Exercise description: Repeat the entries that follow verbatim, without any of their pictures.

Material supplied:

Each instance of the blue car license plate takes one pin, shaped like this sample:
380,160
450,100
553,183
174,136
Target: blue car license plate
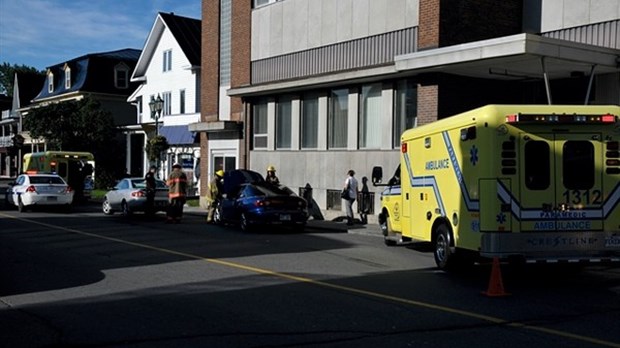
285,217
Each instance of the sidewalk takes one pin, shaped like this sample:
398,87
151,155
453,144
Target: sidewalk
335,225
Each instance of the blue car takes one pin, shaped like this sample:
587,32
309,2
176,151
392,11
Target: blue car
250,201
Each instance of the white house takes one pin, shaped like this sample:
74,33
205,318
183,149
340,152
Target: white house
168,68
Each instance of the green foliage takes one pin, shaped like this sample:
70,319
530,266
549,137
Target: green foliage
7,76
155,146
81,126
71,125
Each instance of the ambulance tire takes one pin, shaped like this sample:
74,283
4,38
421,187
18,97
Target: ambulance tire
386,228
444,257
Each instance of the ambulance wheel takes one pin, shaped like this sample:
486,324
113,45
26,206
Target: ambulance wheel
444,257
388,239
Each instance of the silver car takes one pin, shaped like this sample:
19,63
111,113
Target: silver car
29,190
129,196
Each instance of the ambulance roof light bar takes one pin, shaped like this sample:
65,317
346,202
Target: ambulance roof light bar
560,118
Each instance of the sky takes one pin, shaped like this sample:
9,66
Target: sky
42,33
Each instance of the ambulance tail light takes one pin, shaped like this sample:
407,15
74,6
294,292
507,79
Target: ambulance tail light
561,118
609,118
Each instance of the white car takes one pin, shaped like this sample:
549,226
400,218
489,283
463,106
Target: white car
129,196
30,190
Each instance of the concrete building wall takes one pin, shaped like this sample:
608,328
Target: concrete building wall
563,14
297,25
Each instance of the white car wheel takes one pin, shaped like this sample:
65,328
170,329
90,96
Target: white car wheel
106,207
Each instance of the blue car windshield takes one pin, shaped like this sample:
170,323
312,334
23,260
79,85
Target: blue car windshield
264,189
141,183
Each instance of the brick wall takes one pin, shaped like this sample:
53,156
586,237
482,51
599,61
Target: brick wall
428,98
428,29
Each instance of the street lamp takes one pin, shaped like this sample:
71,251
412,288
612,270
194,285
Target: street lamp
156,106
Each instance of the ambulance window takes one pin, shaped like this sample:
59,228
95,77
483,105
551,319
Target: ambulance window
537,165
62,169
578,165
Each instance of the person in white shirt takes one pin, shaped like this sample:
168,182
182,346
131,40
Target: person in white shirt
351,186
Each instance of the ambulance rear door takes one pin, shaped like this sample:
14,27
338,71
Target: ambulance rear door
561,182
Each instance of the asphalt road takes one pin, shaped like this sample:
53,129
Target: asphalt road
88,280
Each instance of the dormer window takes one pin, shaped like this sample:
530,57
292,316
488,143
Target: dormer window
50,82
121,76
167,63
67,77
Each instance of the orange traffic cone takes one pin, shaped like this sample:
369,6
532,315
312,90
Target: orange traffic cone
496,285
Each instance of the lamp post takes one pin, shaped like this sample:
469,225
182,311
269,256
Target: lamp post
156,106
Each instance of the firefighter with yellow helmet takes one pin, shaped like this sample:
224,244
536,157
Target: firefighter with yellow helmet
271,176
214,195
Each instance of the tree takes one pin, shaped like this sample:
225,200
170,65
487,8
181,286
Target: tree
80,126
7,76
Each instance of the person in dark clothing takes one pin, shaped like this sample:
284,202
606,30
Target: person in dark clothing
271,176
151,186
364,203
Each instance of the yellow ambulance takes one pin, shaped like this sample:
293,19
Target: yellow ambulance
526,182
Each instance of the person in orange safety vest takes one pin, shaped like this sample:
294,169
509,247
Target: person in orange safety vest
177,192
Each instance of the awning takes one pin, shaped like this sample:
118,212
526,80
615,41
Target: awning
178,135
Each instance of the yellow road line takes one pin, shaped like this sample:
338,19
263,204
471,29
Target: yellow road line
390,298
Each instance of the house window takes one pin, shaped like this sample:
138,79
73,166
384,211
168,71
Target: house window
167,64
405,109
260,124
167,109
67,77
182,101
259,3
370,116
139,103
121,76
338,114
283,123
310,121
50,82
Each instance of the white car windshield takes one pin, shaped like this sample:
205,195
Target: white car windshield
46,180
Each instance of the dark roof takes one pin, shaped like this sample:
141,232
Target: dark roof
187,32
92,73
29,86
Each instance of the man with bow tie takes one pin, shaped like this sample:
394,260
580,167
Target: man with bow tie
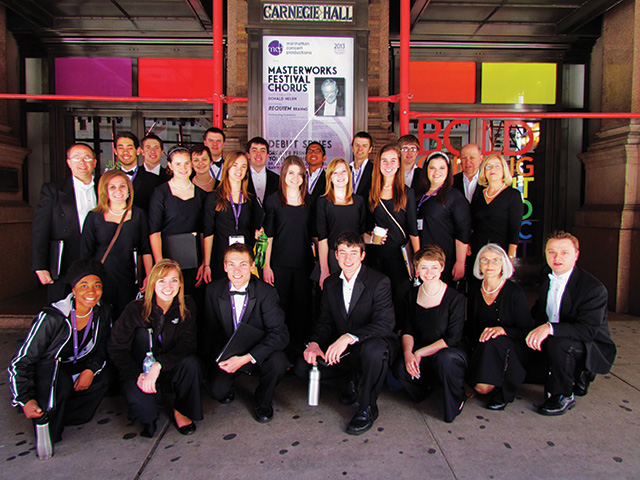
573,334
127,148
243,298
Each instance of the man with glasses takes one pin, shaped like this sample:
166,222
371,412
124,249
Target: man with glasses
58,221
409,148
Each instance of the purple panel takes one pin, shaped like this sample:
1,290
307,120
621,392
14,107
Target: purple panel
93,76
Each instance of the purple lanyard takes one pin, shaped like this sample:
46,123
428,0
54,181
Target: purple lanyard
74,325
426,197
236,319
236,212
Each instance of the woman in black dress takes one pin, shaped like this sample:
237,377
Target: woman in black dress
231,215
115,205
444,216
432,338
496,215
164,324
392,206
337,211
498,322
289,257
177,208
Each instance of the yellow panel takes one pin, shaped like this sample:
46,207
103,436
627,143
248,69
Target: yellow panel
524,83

Task solution:
Each instance of the blue car license plate takes one pin, shaped like this sample:
380,160
450,100
553,183
174,136
Target: blue car license plate
285,217
Each instance of the sidewalk takes one pin, shaped like this sample:
398,87
151,155
453,144
Target: sidewalk
335,225
Each instance of the blue car takes one pin, shaped like this sample:
587,32
309,2
176,151
392,11
Target: blue car
250,201
Each instance of the white house takes one pin, shaped like this sample:
74,33
205,318
183,149
340,152
Target: white house
168,68
Each instance of the green foliage takes one pin, shaped like this sample:
70,319
530,266
549,137
Target: green foliage
7,76
155,146
81,126
71,125
Each instance of the ambulance tire takes one pin, shaped like this sample:
74,283
4,38
421,187
18,97
Target: ambulance tire
386,228
444,257
Each instance of the ambulance wheel takes one pin, shaped like this sample:
486,324
113,45
26,206
Target: ambulance wheel
444,257
388,239
Each instance of the silver car takes one pin, shaped like this sample:
19,63
111,113
Target: silver car
29,190
129,196
Each instance of the ambulance roof light bar takes one pin, shaped like this sample:
65,317
346,202
Target: ambulance roof light bar
560,118
Each instance of the sky takes one pin, shaped like this sample:
9,66
Target: sky
42,33
Each instance of the ambulance tail light takes one pin, shaped like this sample:
407,15
74,6
294,292
507,79
Target: ambulance tail light
561,118
609,118
Each instance of the white car takes one pin, shaped like this sample:
549,226
400,218
489,283
463,106
Target: white car
129,196
30,190
Each instance of the concrete building wall takes one pin, shaped like this sample:
608,328
Target: concrete building wall
563,14
297,25
Each instance of the white car wheel takes one pin, shaped like this sample:
65,328
170,329
90,96
Target: white car wheel
106,207
Each instance of the blue car windshield takes one pin, shaped like this sample:
170,323
312,334
23,260
79,85
Target: blue car windshield
264,189
141,183
Each instance of the brick wall takes one pin, shaped like this sample:
53,156
586,237
482,51
599,61
Target: brick wall
428,98
428,29
Each instance of the street lamp takes one pin, shaped like this sample:
71,251
412,288
612,270
194,285
Target: street lamp
156,106
Each instance of the ambulance window takes one pin, shaped like this sample:
59,228
95,77
483,105
551,319
Target: ambulance window
537,165
62,169
578,165
Each instance of the person in white shirt takes one pin, shaped like this sample:
168,182
182,346
131,40
Target: person in white shirt
351,186
Each instance of the ambulance rear door takes one pin, shaped like this sample:
14,27
338,71
Target: ambulance rear door
561,182
Each instance of the asphalt road takes one pin, shaped like this sample:
53,129
Target: asphalt road
88,280
Each instance of the dormer window takes one pin, shaped like this sample:
530,57
292,316
488,143
Target: dormer window
50,82
121,76
167,63
67,77
Each instance of the orange traffic cone takes one pin, shaped like this sample:
369,6
532,315
312,90
Target: orange traffic cone
496,285
Each instance of the lamp post takes one pin, shaped like this sample:
469,225
182,311
269,256
Target: lamp post
156,106
Each instance of the firefighter with yellow helmet takes one pin, shaped like this sample:
224,244
536,157
Target: firefighter with yellow helmet
271,176
214,195
Each instance of the tree takes one pin, shaped like this sample:
225,200
170,65
487,8
181,286
Target: tree
80,126
7,76
Each instance of the person in dark clothing takes one pin, shaped like this sample:
284,202
606,30
Target: person in dark clothing
271,176
151,186
364,203
Each instance of the yellow ambulance takes one pin, shaped like this sample:
293,19
Target: yellow ambulance
526,182
Each instance of the person in orange safety vest takes one pin, shaped like this sample:
294,169
509,247
Target: person in orange safety vest
177,192
Each instance of the awning takes one pin, shaped like this sample:
118,212
526,80
615,41
Target: awning
178,135
Each instance of the yellow road line takes one pin, shaped like this sample:
338,19
263,204
471,29
Target: yellow road line
390,298
Each instance of the house window takes one pin, shaped like this sample:
138,79
73,166
384,211
168,71
Target: house window
167,64
405,109
260,124
167,109
67,77
182,101
259,3
370,116
139,103
121,76
338,114
283,123
310,121
50,82
Each instance of the white car windshield takes one pin, shaped like this sample:
205,195
Target: white car windshield
46,180
Each instance of the dark roof takes one pin, shaped like this sample:
141,232
Target: dark roof
187,32
92,73
29,86
Each instance of the man with bow tie takes one pin, shaped like this sample:
394,260
580,167
Target: man with bow tie
573,334
127,148
243,298
Each instance of the man with glasses takes one pin, shaped like this sample:
166,222
371,412
124,249
Target: man with glasses
58,221
409,148
Each instance of the purple panel takes one pin, shaped like this sample:
1,290
307,120
621,392
14,107
Target: purple panel
93,76
Each instance of the purple lanyard takes one pin, shaped like this sample:
46,123
428,0
54,181
Target: purple lanyard
74,325
426,197
236,319
236,212
Each instance of the woman in black dress takes one pin, shaped like this sample:
237,377
Target: woman in black dress
231,215
115,205
444,216
432,338
496,215
164,324
392,206
337,211
498,322
289,257
177,208
Each instance of the yellow panel takes one pin, shaped like this sample:
46,207
103,436
627,143
248,69
Target: yellow panel
524,83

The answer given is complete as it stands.